Textabschnitt
Im Kanzleramt unter Bundeskanzlerin Angela Merkel (CDU) sind jahrelang immer wieder schwere europarechtliche Bedenken gegen die Pkw-Maut-Pläne der Bundesverkehrsminister Alexander Dobrindt (CSU) und später Andreas Scheuer (CSU) erhoben worden.

Dies geht aus zahlreichen Unterlagen aus dem für Verkehrspolitik zuständigen Referat des Bundeskanzleramts hervor, über welche die „Welt“ (Donnerstagsausgabe) berichtet. Ein erster Einwand sei schon 2014 erhoben worden, als der damalige Verkehrsminister Dobrindt regierungsintern seinen Plan vorstellte, eine Maut („Infrastrukturabgabe“) zwar sowohl von Ausländern wie Inländern zu erheben, aber deutschen Autofahrern durch Senkungen der Kfz-Steuer jede Zusatzbelastung zu ersparen.

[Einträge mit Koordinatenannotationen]
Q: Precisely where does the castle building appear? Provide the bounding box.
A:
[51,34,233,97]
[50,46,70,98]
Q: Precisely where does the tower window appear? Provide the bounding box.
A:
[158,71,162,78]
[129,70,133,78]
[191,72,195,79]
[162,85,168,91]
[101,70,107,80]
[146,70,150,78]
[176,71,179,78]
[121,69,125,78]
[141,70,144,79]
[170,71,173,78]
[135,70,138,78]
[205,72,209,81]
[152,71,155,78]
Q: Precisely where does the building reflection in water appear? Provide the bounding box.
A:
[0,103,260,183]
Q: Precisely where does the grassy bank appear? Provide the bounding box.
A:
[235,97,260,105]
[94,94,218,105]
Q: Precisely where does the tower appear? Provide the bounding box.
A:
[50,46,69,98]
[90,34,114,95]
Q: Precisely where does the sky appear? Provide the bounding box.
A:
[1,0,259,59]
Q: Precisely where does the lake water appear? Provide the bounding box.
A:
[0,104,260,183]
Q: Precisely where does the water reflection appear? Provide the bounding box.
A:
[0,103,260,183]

Zu erledigende Aufgaben
A - Prüfe für jede der folgenden Aussagen, ob sie mit dem Text zur Pkw-Maut übereinstimmt, und antworte jeweils mit Ja oder Nein samt den entscheidenden Worten des Textes als wörtliches Zitat: (i) Die Bedenken gegen die Maut-Pläne wurden im Kanzleramt erhoben. (ii) Ein erster Einwand kam im Jahr 2016. (iii) Nach Dobrindts Plan sollte die Maut nur von Ausländern erhoben werden.
B - Gib die Zeilen des Listings als JSON-Liste von Zeichenketten wieder, eine Zeichenkette pro Zeile und ohne Leerzeilen. Beginne mit der Zeile mit „Q: Precisely where does the lake“ und nimm alle Zeilen bis zum Ende des Listings auf.

Lösungen der Aufgaben
A -
(i) Ja – „Im Kanzleramt unter Bundeskanzlerin Angela Merkel (CDU) sind jahrelang immer wieder schwere europarechtliche Bedenken gegen die Pkw-Maut-Pläne“
(ii) Nein – „Ein erster Einwand sei schon 2014 erhoben worden“
(iii) Nein – „zwar sowohl von Ausländern wie Inländern zu erheben“

B -
[
  "Q: Precisely where does the lake water appear? Provide the bounding box.",
  "A:",
  "[0,104,260,183]",
  "Q: Precisely where does the water reflection appear? Provide the bounding box.",
  "A:",
  "[0,103,260,183]"
]